■ **CONSIGNE**: Extrayez des extraits ci-dessous chaque ligne contenant la chaîne « stone », en respectant la casse.

■ **EXTRAITS DU CORPUS**:
☆ ☆ ☆ ☆ ☆

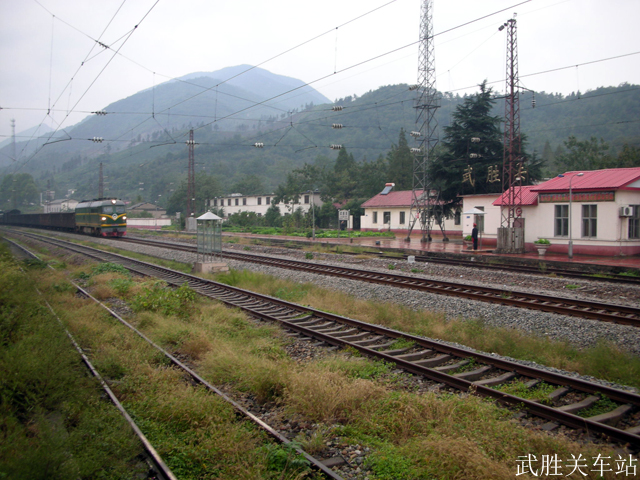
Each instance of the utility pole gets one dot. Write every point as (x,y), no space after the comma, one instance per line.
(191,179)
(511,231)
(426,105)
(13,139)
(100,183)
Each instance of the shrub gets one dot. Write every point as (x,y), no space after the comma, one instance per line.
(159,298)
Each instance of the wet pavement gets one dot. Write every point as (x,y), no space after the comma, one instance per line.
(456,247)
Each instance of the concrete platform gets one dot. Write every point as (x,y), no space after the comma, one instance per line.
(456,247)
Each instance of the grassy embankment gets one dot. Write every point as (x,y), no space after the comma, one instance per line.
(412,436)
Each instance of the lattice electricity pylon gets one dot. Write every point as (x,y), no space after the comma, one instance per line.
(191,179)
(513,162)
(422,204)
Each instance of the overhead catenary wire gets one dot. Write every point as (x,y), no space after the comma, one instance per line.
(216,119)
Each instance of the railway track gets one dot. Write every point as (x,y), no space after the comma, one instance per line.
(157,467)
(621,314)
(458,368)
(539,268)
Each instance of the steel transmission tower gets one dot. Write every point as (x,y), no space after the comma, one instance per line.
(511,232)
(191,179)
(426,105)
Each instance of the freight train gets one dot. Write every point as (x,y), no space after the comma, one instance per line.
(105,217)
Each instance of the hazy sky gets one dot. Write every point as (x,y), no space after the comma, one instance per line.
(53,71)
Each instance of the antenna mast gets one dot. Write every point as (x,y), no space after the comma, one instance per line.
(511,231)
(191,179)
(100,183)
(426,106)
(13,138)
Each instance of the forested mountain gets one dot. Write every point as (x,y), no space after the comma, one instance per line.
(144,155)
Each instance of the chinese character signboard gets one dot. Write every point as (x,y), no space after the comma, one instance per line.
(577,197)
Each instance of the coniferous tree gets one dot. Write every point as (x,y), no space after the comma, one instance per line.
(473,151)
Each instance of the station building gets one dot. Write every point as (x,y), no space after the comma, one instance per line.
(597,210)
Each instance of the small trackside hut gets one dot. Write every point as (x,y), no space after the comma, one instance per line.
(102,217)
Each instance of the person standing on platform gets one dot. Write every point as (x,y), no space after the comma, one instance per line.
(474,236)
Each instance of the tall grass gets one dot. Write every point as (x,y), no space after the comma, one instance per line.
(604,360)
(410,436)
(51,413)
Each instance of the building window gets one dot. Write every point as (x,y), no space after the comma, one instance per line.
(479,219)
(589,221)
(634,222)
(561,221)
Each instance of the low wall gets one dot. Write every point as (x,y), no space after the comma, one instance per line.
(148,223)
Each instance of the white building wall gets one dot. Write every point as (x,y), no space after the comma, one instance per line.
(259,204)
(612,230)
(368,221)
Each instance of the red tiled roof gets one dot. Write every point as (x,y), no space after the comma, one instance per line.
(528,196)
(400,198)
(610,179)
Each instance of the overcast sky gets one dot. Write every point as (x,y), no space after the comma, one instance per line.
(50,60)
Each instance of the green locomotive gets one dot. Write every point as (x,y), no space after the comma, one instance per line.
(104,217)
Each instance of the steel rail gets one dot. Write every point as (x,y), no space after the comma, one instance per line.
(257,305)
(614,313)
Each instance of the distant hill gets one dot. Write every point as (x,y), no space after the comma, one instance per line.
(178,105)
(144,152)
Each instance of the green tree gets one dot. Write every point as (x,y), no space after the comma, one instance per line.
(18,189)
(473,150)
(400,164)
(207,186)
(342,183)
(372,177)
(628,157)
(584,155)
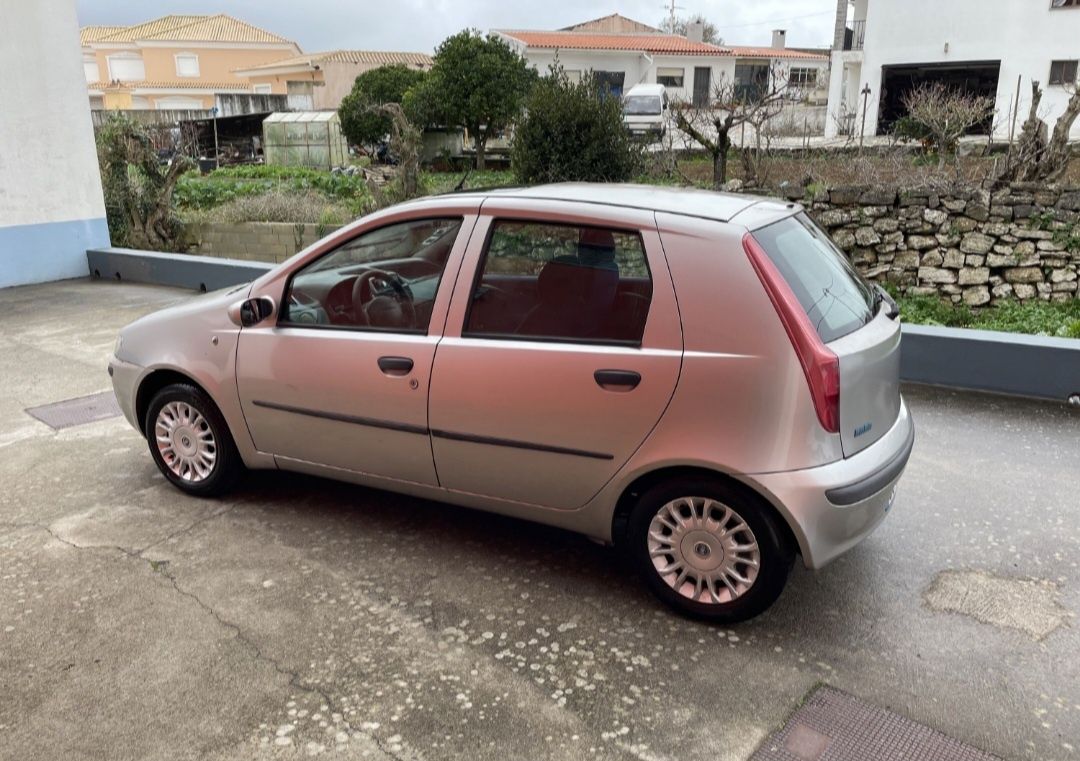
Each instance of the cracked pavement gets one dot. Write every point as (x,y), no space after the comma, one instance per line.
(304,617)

☆ ☆ ☆ ☆ ☆

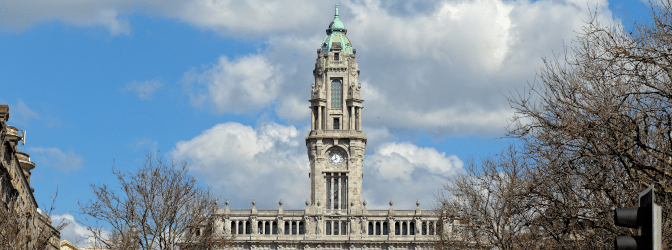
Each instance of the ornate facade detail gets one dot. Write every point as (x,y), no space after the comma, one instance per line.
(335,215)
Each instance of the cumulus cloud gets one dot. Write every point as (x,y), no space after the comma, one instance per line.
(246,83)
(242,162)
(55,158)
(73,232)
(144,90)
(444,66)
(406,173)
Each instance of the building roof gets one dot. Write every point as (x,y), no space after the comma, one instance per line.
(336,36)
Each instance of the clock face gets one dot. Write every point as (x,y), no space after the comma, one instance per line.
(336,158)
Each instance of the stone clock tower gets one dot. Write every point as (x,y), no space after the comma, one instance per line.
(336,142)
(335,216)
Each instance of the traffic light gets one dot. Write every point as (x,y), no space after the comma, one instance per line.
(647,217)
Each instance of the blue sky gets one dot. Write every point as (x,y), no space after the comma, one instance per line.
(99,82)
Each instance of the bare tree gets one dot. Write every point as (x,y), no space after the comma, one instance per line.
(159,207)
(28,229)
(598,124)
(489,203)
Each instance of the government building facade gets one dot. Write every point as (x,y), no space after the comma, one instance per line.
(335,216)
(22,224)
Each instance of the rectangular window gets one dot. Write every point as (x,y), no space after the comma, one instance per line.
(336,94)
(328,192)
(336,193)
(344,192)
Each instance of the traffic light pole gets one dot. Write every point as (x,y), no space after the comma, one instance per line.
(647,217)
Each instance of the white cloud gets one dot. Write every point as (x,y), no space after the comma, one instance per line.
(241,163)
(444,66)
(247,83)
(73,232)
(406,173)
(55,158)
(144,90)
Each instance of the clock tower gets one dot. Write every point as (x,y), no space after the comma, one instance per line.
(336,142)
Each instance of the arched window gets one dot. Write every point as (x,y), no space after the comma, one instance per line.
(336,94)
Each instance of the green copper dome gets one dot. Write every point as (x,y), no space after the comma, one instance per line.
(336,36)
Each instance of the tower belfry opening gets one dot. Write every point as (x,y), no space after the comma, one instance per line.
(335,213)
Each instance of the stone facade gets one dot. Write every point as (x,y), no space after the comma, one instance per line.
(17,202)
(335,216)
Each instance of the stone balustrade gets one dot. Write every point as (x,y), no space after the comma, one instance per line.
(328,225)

☆ ☆ ☆ ☆ ☆

■ **CORRIGÉ**:
Each instance of the stone clock tower gets one dot. Write every point as (x,y), no space after the comma, one instance per line.
Each instance of the stone facade gets one dot. Write every point as (x,y), no space after the comma, one instance per line.
Each instance of the stone balustrade gets one dot. Write every point as (x,y), no space after the comma, one instance per line.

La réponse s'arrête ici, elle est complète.